= EXCERPT PROVIDED =
_ _ _ _
The show was organized by Zimbabwe Adding Value to Sustainable Produce (ZAVSAP), a coalition of nine Local Non Governmental Organizations that spearhead the introduction and training of value addition initiatives in the rural parts of Zimbabwe. Some of the organizations that showcased brilliant products include the Community Technology Development Trust (CTDT), Lower Guruve Development Association (LGDA), Caritas Zimbabwe, and Cluster Agricultural Development Services (CADS) among others.

Mr. Thomas Pouppwz, the ZAVSAP Communications Facilitator explained that his organization is a coalition of organizations that work largely in Mashonaland provinces to ensure food security. The network comes up with initiatives like workshops, training and scholarships. The network discovered that Zimbabwe has a lot of potential but its agricultural goods are being sold unprocessed.

He explained that the fair’s purpose is to show what is happening out in the rural areas, and market the products. One interesting move is the invitation of other NGOs and businessmen who might make deals with farmers so that the products may be sold on a larger scale.

Memory Rusike a farmer who works with CTDT expressed great interest in the project of producing traditional vegetables. She explained that these vegetable are very helpful to people that are living with AIDS. She confidently explained the process of drying the vegetables using a locally invented solar drier. Memory encouraged young children to stop looking down upon traditional vegetables, which she said, keep people healthy.

Ms. Muslin Fusire, one of the Programme Managers for CTDT, explained that the organization noticed that the traditional vegetables were fast becoming extinct despite their being more nutritious than the exotic ones. As a result the organization started to promote the production, utilization and commercialization of traditional vegetables. Ms Fusire feels encouraged that men are also coming aboard the venture, which is usually called “a women’s business”. Commenting on the impact that the project has had on people, she indicated that the benefits have been both economic and nutritional.

Mr. Sherperd Kamudyariwa, a bee farmer from Lower Guruve Developmemt Association, explained how he produces products from honey. His range of products include wax, mosquito repellent jelly as well as honey.

Lillian Machivenyika, from Cluster Agricultural Development Services (CADS) explained that her organization operates in Mashonaland East and Mashonaland Central. She said CADS works with community-based organizations in teaching farmers how to produce crops and further process them. CADS have also published a recipe book that contains all the information on how some products are produced and further processed.

In Zimbabwe today it is encouraging that rural people are getting this support to add value to their products. Of worry is the fact that the projects seem to be largely NGO driven. The government is called upon to intervene and cooperate in this endeavor, which has the potential to see the farmers of traditional foods making a mark on both the local and global market. It is our great hope that the Processed Product Fair will become an annual event and will also draw international attention.
_ _ _ _
= REQUIRED TASK =
According to the article about the Zimbabwe product fair, how many organizations make up the ZAVSAP coalition?

Rows from a segmentation dataset:
_ _ _ _
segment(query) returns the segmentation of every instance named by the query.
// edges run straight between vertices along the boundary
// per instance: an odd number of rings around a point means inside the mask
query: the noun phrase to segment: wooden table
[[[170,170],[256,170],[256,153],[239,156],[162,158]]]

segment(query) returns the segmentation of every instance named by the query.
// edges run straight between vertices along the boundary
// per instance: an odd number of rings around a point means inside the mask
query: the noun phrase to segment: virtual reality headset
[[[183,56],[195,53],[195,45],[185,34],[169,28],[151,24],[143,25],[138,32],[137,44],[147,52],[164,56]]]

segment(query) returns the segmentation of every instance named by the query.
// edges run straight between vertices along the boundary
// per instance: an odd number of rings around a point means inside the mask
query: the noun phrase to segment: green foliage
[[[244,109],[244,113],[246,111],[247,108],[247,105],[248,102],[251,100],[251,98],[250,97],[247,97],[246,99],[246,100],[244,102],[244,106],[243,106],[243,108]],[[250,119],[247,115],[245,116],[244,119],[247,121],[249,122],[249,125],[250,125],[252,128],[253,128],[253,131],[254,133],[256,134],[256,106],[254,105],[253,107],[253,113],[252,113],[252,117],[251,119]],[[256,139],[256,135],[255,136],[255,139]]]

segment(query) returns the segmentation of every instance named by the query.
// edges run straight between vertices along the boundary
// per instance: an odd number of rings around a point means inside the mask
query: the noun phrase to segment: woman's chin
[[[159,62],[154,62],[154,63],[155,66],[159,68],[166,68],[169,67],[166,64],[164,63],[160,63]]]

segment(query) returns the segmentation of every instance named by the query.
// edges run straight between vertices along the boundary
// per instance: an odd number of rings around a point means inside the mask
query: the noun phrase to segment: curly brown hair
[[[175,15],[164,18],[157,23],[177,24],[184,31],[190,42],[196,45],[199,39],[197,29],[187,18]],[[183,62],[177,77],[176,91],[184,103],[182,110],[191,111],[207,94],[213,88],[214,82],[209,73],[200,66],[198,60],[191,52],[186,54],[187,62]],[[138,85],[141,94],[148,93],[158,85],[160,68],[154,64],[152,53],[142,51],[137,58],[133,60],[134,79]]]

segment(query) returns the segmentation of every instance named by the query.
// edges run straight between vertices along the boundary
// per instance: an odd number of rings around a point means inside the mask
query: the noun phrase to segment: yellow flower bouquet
_ _ _ _
= CORRECT RESULT =
Nine local non-governmental organizations.